*Study text*
┌──

# Digit Recognizer Data Preparation Notebook

In this [Kaggle competition](https://www.kaggle.com/competitions/digit-recognizer/overview) 

>MNIST ("Modified National Institute of Standards and Technology") is the de facto “hello world” dataset of computer vision. Since its release in 1999, this classic dataset of handwritten images has served as the basis for benchmarking classification algorithms. As new machine learning techniques emerge, MNIST remains a reliable resource for researchers and learners alike.

>In this competition, your goal is to correctly identify digits from a dataset of tens of thousands of handwritten images.

## Install necessary packages

We use the requirement.txt file to list all the dependencies and then run pip install for the requirements.

In [None]:

%pip install -r requirements.txt --user --quiet

If this is the first time running this pip command, restart the kernel.

## Imports

In this section, we import the packages needed in this example.  It is good practice to gather your imports into a single place.

└──

*Task to carry out*
Pick up the digit recognizer notebook above after its last sentence and continue it in the same style.

*Dataset extract*
┌──

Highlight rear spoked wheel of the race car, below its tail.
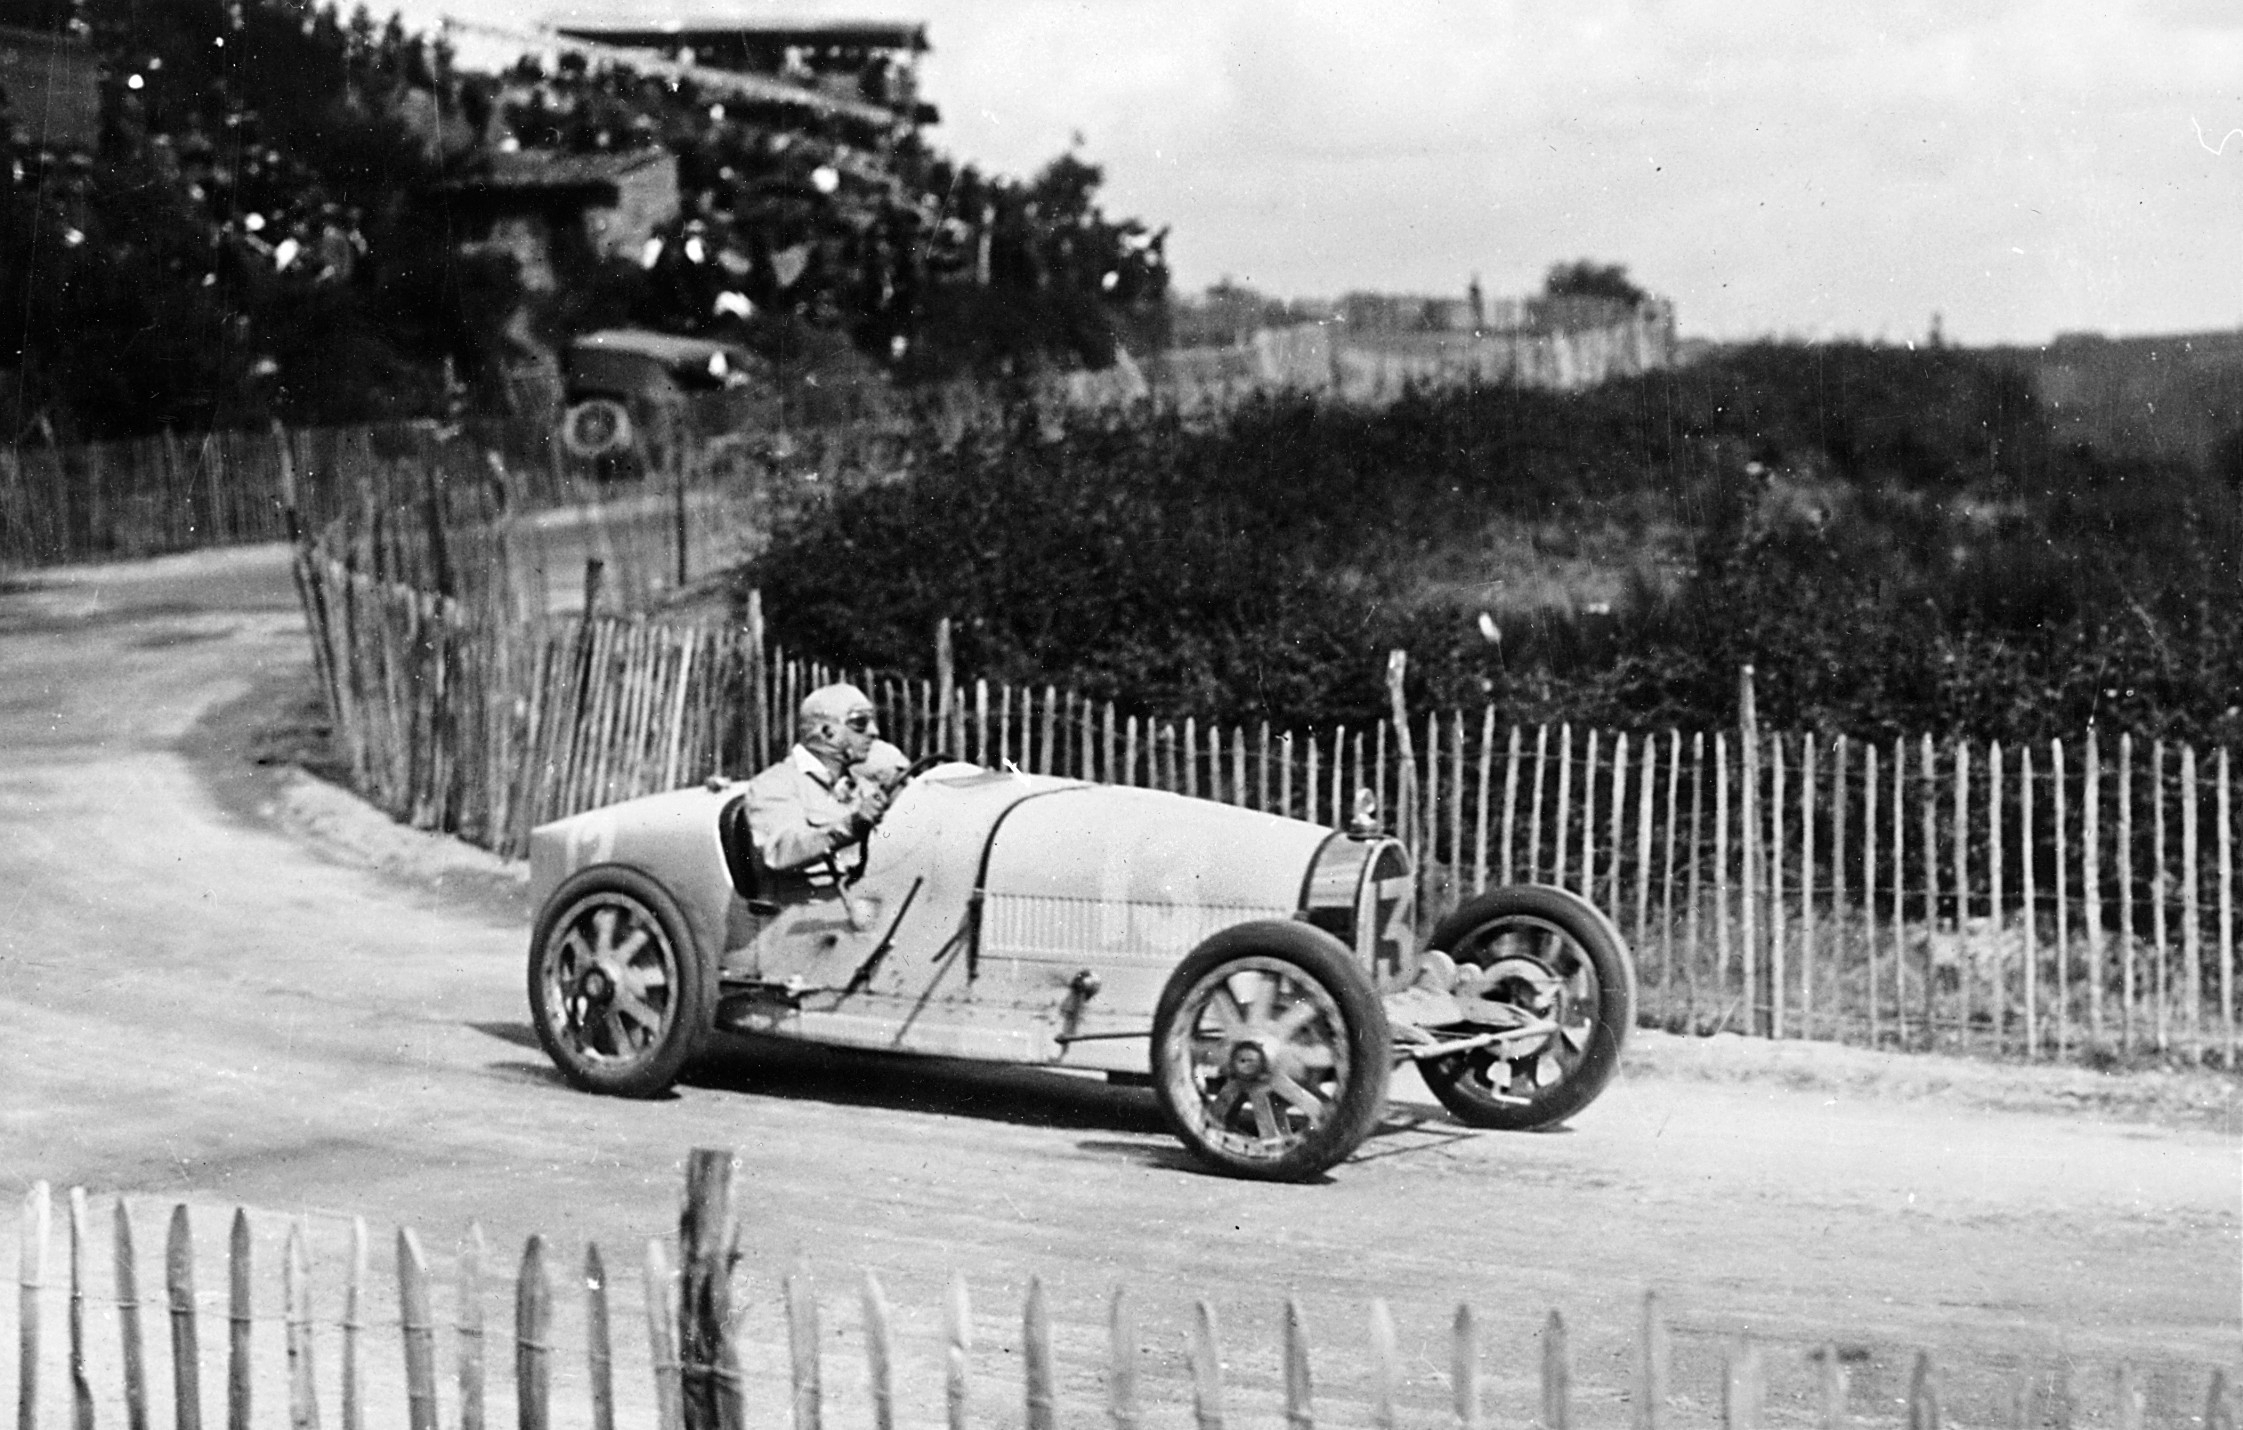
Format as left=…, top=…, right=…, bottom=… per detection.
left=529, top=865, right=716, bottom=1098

└──
┌──

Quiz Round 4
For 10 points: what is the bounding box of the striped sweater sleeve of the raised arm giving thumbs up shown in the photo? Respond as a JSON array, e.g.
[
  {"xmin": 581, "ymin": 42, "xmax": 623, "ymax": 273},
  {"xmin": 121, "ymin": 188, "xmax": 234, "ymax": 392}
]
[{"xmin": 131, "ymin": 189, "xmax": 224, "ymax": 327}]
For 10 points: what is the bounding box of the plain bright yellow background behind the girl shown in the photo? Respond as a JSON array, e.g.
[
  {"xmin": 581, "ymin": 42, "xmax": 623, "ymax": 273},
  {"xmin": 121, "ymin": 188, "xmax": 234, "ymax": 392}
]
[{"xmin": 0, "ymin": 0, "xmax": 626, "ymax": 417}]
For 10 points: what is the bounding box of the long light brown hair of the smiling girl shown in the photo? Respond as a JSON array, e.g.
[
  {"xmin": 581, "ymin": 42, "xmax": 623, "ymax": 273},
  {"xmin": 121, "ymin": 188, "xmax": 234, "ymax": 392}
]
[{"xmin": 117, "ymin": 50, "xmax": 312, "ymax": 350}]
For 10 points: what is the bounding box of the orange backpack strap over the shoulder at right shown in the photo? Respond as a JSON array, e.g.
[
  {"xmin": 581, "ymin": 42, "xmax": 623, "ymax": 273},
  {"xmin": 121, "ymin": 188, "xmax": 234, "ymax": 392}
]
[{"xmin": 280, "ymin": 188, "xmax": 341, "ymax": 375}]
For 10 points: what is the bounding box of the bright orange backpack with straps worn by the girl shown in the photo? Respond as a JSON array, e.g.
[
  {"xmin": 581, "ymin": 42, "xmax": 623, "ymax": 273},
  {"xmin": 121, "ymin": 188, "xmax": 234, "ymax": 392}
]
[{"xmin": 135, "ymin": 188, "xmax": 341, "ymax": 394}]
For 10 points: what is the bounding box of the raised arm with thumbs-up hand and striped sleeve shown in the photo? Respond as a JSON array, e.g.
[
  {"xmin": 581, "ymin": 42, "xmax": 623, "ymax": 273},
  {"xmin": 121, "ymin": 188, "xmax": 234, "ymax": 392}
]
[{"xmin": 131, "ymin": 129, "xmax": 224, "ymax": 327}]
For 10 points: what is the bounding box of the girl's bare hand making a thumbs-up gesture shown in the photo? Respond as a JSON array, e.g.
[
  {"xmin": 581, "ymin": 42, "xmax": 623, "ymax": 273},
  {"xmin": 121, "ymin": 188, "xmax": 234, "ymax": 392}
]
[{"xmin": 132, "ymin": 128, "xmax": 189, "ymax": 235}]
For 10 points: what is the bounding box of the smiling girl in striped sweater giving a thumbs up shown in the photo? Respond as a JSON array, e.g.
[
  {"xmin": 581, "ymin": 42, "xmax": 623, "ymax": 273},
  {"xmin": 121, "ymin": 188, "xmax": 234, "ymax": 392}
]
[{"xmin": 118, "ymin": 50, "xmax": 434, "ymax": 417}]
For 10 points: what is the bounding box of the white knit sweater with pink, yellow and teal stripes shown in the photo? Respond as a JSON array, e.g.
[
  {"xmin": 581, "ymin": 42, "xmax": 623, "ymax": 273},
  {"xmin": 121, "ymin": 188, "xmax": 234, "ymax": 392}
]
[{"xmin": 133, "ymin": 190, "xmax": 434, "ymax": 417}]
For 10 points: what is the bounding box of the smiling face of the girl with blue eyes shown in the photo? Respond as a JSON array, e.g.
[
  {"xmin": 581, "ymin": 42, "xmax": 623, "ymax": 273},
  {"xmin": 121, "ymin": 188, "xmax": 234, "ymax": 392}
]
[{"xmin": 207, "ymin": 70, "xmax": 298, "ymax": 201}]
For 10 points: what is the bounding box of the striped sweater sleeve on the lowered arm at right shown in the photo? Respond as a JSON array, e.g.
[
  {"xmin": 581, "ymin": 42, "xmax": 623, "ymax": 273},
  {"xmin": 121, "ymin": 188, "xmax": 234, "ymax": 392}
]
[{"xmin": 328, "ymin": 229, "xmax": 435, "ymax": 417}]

└──

*Exercise response*
In [None]:
# Imports
import sys, os, random
import numpy as np
import pandas as pd
import matplotlib.pyplot as plt
from zipfile import ZipFile


from netapp_dataops.k8s import clone_volume, create_volume, \
delete_volume, list_volumes, create_volume_snapshot, \
delete_volume_snapshot, list_volume_snapshots, restore_volumesnapshot

## Raw Data

The data files train.csv and test.csv contain gray-scale images of hand-drawn digits, from zero through nine.

The training data set, (train.csv), has 785 columns. The first column, called "label", is the digit that was drawn by the user. The rest of the columns contain the pixel-values of the associated image.

- Each image is 28 pixels in height and 28 pixels in width, for a total of 784 pixels in total.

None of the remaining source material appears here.